Segment Start: PROVIDED PASSAGE
Diana Scholl is riding a bull in a bear economy.
Scholl, an officer for Housing Works — a New York City nonprofit that helps provide housing for uninsured HIV/AIDS patients — has seen her organization’s income increase during the economic crisis.
Despite budget cuts, sales from their community-stocked thrift stores and book stores have increased 10 percent in the last quarter.
“We’ve almost benefited from the economic downturn in a weird way because more people are going to thrift stores,” she said. “Twenty-five percent of our money comes from our social entrepreneur organization, which is our thrift stores and our book stores.”
Housing Works is one of many nonprofit organizations for HIV/AIDS care around the country that are managing to tentatively ride out the economic crisis before the arrival of the economic stimulus package. Their second-hand bookstore in New York City’s SoHo area is a hot draw for lovers of inexpensive literature and has served as their own mini-bailout.
But Housing Works — like many other nonprofits — is eyeing the economic stimulus funds from Washington anyway. They have submitted proposals for federal stimulus funds and have also asked the state to buy foreclosed homes and then sell them to Housing Works at a lower price.
“It would be a good use of the federal stimulus,” Scholl said. “It would be a great way to use money and benefit poor people.”
Segment End: PROVIDED PASSAGE
● REQUIREMENT
Please reproduce the article about Housing Works above in full, word for word.
Segment Start: DATASET CONTENT
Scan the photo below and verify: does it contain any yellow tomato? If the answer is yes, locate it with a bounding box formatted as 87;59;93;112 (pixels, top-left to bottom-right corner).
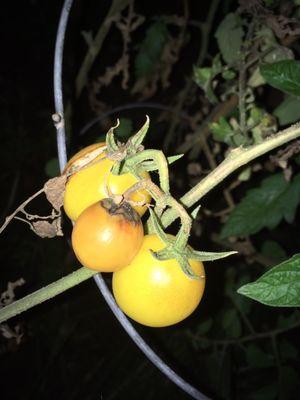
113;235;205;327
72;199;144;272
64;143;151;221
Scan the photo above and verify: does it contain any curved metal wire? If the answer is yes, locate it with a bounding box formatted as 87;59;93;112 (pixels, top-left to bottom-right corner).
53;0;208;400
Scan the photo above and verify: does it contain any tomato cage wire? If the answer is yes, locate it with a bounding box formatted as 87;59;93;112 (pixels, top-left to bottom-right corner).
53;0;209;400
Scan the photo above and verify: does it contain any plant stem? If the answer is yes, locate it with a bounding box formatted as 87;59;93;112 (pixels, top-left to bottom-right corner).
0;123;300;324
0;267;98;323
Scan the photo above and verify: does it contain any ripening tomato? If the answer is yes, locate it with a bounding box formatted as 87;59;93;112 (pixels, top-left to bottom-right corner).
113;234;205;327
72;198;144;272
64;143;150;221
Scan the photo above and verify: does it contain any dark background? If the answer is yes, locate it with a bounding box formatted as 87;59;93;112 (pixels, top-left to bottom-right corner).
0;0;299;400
Segment End: DATASET CONTENT
Segment Start: DATASET CONTENT
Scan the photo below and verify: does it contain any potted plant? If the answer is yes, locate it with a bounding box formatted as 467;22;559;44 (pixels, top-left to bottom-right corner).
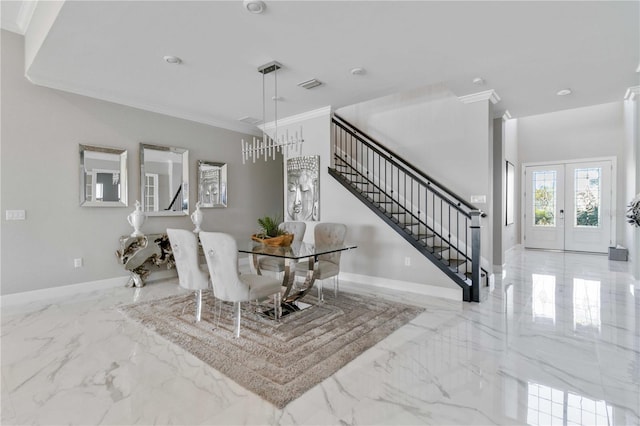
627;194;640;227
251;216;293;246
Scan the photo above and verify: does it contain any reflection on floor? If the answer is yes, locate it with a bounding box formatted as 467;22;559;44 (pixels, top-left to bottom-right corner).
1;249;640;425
Segment End: DATASET CONTENT
● RESULT BELOW
Diana Scholl is riding a bull in a bear economy.
Scholl, an officer for Housing Works — a New York City nonprofit that helps provide housing for uninsured HIV/AIDS patients — has seen her organization’s income increase during the economic crisis.
Despite budget cuts, sales from their community-stocked thrift stores and book stores have increased 10 percent in the last quarter.
“We’ve almost benefited from the economic downturn in a weird way because more people are going to thrift stores,” she said. “Twenty-five percent of our money comes from our social entrepreneur organization, which is our thrift stores and our book stores.”
Housing Works is one of many nonprofit organizations for HIV/AIDS care around the country that are managing to tentatively ride out the economic crisis before the arrival of the economic stimulus package. Their second-hand bookstore in New York City’s SoHo area is a hot draw for lovers of inexpensive literature and has served as their own mini-bailout.
But Housing Works — like many other nonprofits — is eyeing the economic stimulus funds from Washington anyway. They have submitted proposals for federal stimulus funds and have also asked the state to buy foreclosed homes and then sell them to Housing Works at a lower price.
“It would be a good use of the federal stimulus,” Scholl said. “It would be a great way to use money and benefit poor people.”